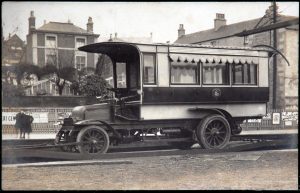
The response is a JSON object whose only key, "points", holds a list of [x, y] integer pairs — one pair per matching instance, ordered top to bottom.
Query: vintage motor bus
{"points": [[179, 93]]}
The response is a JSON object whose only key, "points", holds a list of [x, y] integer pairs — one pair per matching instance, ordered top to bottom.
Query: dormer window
{"points": [[51, 41]]}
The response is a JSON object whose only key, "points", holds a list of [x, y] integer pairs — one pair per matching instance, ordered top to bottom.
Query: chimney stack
{"points": [[31, 21], [219, 21], [89, 25], [181, 31]]}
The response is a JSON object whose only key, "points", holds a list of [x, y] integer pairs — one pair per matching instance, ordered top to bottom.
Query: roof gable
{"points": [[63, 28], [228, 30]]}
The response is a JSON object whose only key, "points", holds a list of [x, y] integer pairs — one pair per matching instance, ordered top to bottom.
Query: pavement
{"points": [[52, 135], [31, 136], [254, 170]]}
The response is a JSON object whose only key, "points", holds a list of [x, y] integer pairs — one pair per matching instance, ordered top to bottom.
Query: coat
{"points": [[19, 120], [27, 123]]}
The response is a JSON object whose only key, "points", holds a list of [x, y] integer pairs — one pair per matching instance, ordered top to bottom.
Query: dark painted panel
{"points": [[41, 39], [41, 56], [205, 94]]}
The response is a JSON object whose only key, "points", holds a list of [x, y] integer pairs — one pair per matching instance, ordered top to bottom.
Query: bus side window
{"points": [[149, 69], [215, 73], [244, 73], [121, 75]]}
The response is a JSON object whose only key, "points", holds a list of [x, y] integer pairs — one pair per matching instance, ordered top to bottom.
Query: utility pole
{"points": [[274, 57]]}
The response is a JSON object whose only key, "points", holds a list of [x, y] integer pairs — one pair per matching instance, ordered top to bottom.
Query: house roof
{"points": [[64, 28], [228, 30], [15, 39]]}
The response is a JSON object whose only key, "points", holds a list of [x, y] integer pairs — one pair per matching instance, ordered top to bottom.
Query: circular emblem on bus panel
{"points": [[216, 92]]}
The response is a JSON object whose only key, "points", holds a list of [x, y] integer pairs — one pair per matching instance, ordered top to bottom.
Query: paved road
{"points": [[256, 170]]}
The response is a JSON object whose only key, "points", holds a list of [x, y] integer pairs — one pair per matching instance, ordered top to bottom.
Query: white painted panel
{"points": [[147, 48], [162, 48], [34, 49], [214, 51], [34, 56], [163, 70], [263, 72], [157, 112]]}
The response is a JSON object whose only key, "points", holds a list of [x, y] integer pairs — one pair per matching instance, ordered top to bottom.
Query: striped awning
{"points": [[191, 58]]}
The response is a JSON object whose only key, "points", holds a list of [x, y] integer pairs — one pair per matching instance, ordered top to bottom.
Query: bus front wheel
{"points": [[213, 132], [93, 140]]}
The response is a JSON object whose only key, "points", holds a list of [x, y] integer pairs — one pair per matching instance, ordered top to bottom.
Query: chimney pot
{"points": [[31, 21], [219, 21], [89, 25], [181, 31]]}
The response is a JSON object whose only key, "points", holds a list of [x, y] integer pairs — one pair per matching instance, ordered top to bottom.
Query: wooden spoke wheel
{"points": [[213, 132], [93, 139]]}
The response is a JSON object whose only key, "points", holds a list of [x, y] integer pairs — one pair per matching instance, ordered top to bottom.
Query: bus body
{"points": [[187, 93]]}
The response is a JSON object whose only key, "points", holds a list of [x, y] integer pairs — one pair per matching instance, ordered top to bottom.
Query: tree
{"points": [[60, 75], [93, 85], [9, 90]]}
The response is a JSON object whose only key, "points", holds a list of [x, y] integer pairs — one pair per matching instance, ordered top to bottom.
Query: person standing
{"points": [[20, 123], [27, 124]]}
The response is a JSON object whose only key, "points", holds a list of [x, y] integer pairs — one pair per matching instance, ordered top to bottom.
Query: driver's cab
{"points": [[126, 89]]}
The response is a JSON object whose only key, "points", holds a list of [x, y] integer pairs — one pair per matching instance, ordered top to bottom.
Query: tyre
{"points": [[213, 132], [94, 140], [182, 145]]}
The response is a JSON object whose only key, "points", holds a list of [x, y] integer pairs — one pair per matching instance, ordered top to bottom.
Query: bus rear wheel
{"points": [[213, 132], [93, 140]]}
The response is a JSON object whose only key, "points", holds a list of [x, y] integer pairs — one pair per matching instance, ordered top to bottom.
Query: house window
{"points": [[51, 41], [80, 42], [51, 57], [80, 62], [149, 69], [184, 72], [215, 73], [244, 74]]}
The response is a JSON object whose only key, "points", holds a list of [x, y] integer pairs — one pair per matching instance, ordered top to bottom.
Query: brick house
{"points": [[56, 43], [287, 43], [13, 50]]}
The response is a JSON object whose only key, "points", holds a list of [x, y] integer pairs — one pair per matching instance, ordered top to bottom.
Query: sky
{"points": [[135, 19]]}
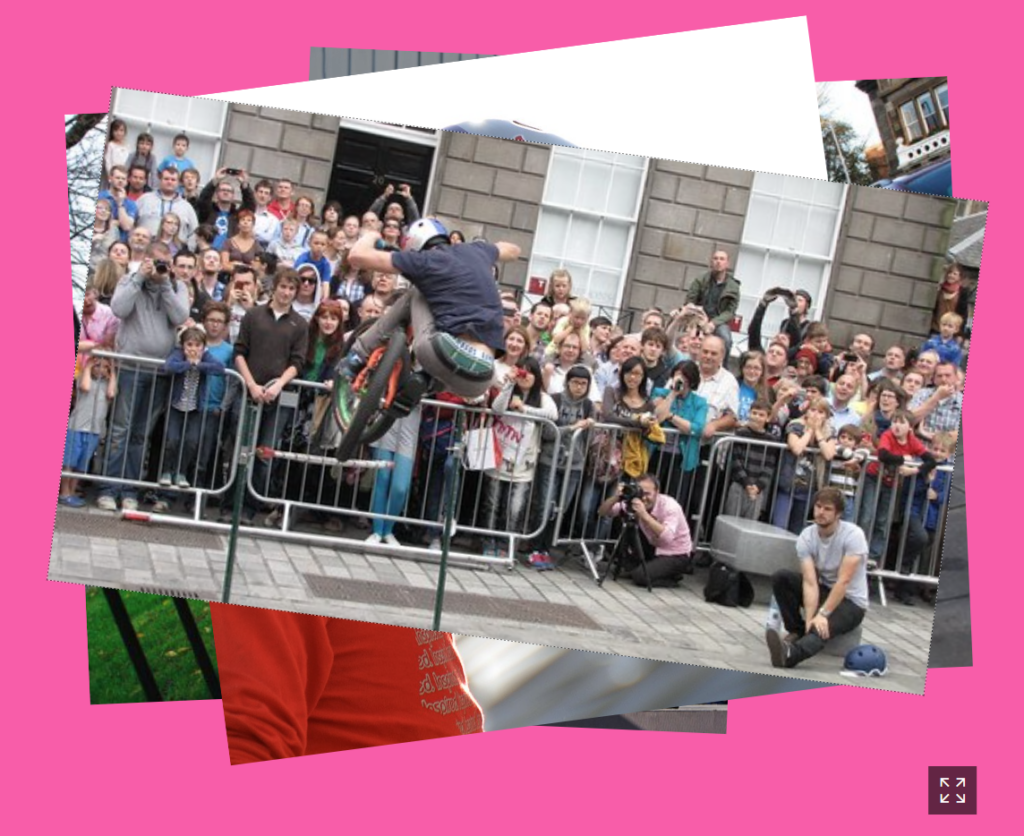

★ ★ ★ ★

# What the task asks:
Please extract every line from the entries above that contains the word "wheel" and list them.

# Result:
Query: bus front wheel
Query: wooden spoke wheel
Query: bus rear wheel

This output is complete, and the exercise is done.